Brief:
Set down every entry word for word. Omit the pictures.

Items:
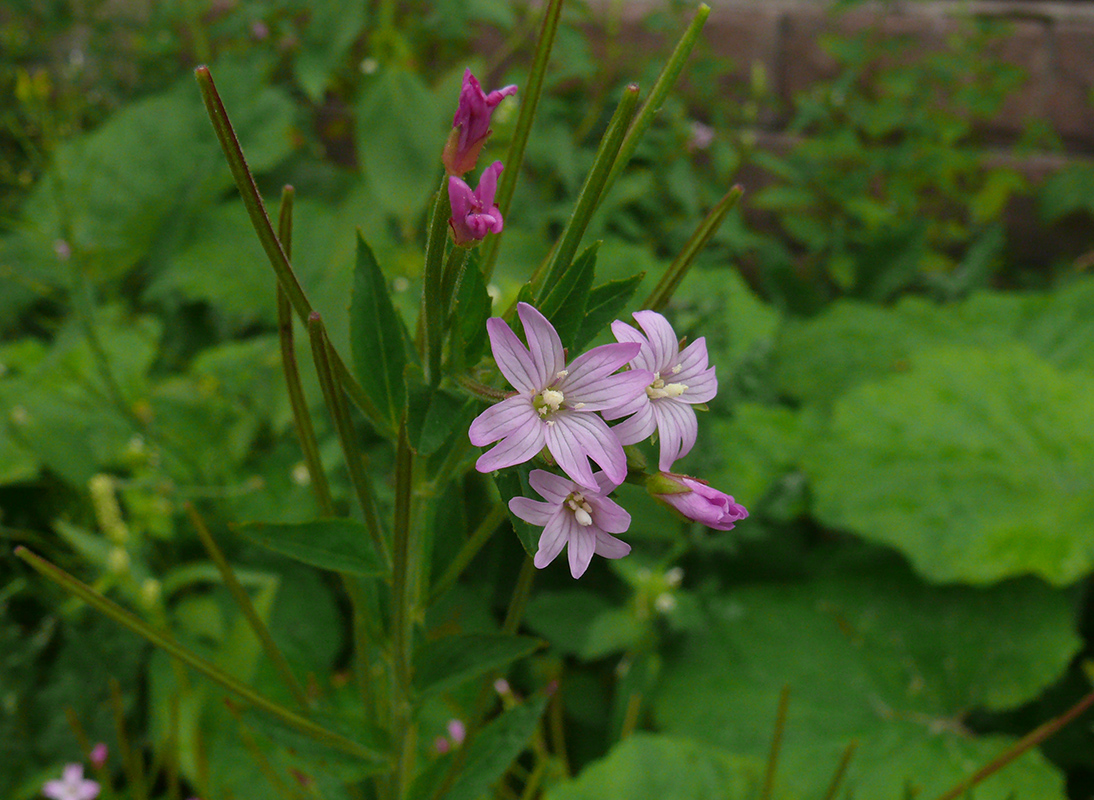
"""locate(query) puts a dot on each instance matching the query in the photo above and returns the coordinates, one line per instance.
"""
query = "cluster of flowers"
(566, 408)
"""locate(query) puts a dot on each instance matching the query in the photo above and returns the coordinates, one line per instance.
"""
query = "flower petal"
(575, 437)
(502, 419)
(546, 347)
(515, 449)
(553, 540)
(638, 428)
(664, 346)
(582, 547)
(533, 511)
(608, 546)
(513, 359)
(677, 428)
(554, 488)
(609, 516)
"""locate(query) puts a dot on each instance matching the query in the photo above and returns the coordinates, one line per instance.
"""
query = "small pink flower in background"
(71, 786)
(470, 125)
(574, 517)
(697, 500)
(679, 380)
(555, 404)
(474, 213)
(97, 755)
(457, 731)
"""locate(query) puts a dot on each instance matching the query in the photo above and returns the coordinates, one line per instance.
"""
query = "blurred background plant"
(906, 403)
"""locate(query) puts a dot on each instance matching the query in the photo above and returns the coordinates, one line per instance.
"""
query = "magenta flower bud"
(472, 125)
(474, 213)
(97, 755)
(697, 500)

Full solution:
"""locate(query) puts a dot on each instance matching the query in the photo above and returns the coordinates, one line per instance.
"""
query = "cluster of flowers"
(566, 408)
"""locate(query) puts a dot on each instance matching the query in the photo above and returns the coordinates, one line per instance.
"""
query = "flower petal"
(575, 437)
(502, 419)
(546, 347)
(515, 449)
(553, 540)
(638, 428)
(664, 346)
(582, 547)
(533, 511)
(608, 546)
(513, 359)
(677, 428)
(554, 488)
(609, 516)
"""locate(query) puts a dot on each instance matching the query in the photo above and returns the coordinates, one line per instance.
"""
query = "small pink flower in background"
(71, 786)
(470, 125)
(574, 517)
(697, 500)
(679, 380)
(555, 404)
(474, 213)
(97, 755)
(457, 731)
"""locate(query) puts a dot on each instance matching the query in the photo above and returns the coordinates, one line per instance.
"""
query = "blurred background plant"
(906, 403)
"""locate(query) puts a dot on each instance matching the query in the photo above and returns the coordinates, one line per instance.
"""
query = "magenta flower bud"
(472, 125)
(474, 213)
(97, 755)
(697, 500)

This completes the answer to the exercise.